## [Given exercise 1]
Decide whether each statement agrees with the cotangent graphing solution below. Answer yes or no, and quote the words that decide it: (a) The basic cotangent function repeats every π. (b) The coefficient −1/4 stretches the graph vertically by a factor of 4. (c) The graph has zeros at −2π and 2π.
## [Given exercise 2]
Pick up the cotangent graphing solution below from the point where it stops, and carry on with the next steps.

## [Document section]
..........

In Exercises \(9-28,\) graph the functions over the indicated intervals. $$y=-\frac{1}{4} \cot \left(\frac{x}{2}\right),-2 \pi \leq x \leq 2 \pi$$

Short Answer

Expert verified
Graph the transformed cotangent function with asymptotes at \(-2\pi, 0, 2\pi\) and zeros at \(-\pi, \pi\). Reflect over the x-axis and compress vertically by \(\frac{1}{4}\).

Step by step solution

01

Understand the Cotangent Function

The function given is a variation of the cotangent function, \(y = -\frac{1}{4} \cot \left(\frac{x}{2}\right)\). The basic cotangent function, \(y = \cot(x)\), has vertical asymptotes and repeats every \(\pi\). Understanding how transformations affect this function will guide us in graphing it.
02

Identify Transformations

Notice the transformations applied to the cotangent function:1. **Vertical Compression and Reflection**: The coefficient \(-\frac{1}{4}\) indicates a vertical compression by a factor of \(\frac{1}{4}\) and reflection over the x-axis.2. **Horizontal Stretch**: The argument \(\frac{x}{2}\) results in a horizontal stretching, elongating the period of the cotangent function from \(\pi\) to \(2\pi\).

..........

## [Given material]
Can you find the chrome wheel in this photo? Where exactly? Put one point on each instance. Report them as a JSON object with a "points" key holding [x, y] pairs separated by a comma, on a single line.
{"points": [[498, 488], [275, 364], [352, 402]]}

..........

## [Task answer 1]
(a) Yes: "The basic cotangent function, \(y = \cot(x)\), has vertical asymptotes and repeats every \(\pi\)."
(b) No: "The coefficient \(-\frac{1}{4}\) indicates a vertical compression by a factor of \(\frac{1}{4}\) and reflection over the x-axis."
(c) No: "Graph the transformed cotangent function with asymptotes at \(-2\pi, 0, 2\pi\) and zeros at \(-\pi, \pi\)."

## [Task answer 2]
03

Determine Asymptotes and Vertices

Determine where the vertical asymptotes and zeros of the function will occur within the given interval \(-2\pi \leq x \leq 2\pi\).- The vertical asymptotes for a basic cotangent function \(\cot(cx)\) are at integers of \(\frac{\pi}{c}\), where cotangent is undefined.- For \(\cot\left(\frac{x}{2}\right)\), asymptotes occur at \(x = -4\pi, -2\pi, 0, 2\pi, 4\pi\).- Zeros of the function \(\cot(cx)\) are at \(\left(2n+1\right)\frac{\pi}{c}\).- Here, zeros occur at \(x = -3\pi, -\pi, \pi, 3\pi\).
04

Sketch the Graph

Plot key points and asymptotes within the interval \(-2\pi \leq x \leq 2\pi\):- Draw vertical asymptotes at \(x = -2\pi, 0, 2\pi\).- Place zeros at \(x = -\pi, \pi\).- The function oscillates between vertical asymptotes with a reduced amplitude due to the factor \(-\frac{1}{4}\), producing a flatter curve.- Reflect over the x-axis considering the negative sign.- Ensure the graph repeats its pattern every \(2\pi\).
05

Verify the Interval

Ensure the graph only spans the given interval \(-2\pi \leq x \leq 2\pi\). The key features—such as zeros, asymptotes, and inflections—should all fit within these bounds, illustrating the behavior of the function accurately up to the edges of the interval.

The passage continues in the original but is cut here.